Could you find each line of the data below that contains the word "pinning" and copy those lines?

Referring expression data
*** Block opens ***

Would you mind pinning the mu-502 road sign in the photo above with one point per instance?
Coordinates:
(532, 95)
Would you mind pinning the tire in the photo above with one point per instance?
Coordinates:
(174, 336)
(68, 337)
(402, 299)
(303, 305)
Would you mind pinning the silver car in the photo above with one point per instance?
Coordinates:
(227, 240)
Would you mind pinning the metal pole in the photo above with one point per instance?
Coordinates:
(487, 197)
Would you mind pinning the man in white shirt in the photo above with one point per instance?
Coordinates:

*** Block closes ***
*** Block opens ***

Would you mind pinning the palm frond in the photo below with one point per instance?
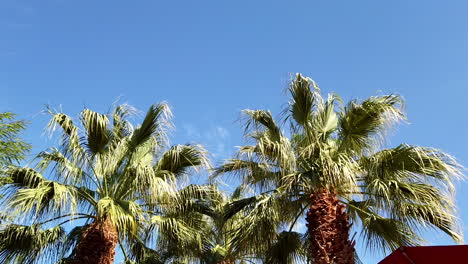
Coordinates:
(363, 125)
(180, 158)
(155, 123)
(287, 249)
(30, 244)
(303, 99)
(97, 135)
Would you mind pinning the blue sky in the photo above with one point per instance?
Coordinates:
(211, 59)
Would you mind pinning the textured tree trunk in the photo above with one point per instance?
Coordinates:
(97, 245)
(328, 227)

*** Block closes ***

▸ Written reply
Would you mind pinning the mu-502 road sign in the photo above with one point per instance?
Would you mind pinning the tire in the photo above with one point per instance?
Would you mind pinning the silver car in the photo above with one point per instance?
Would you mind pinning the metal pole in the photo above with one point per instance?
Would you mind pinning the man in white shirt in the photo above with one point per instance?
Would you mind pinning the palm frond in the photo below with one point per instance?
Would you mind pinning the blue sky in the photo above with one point per instance?
Would you mind pinning the textured tree trunk in the photo above with one point per instance?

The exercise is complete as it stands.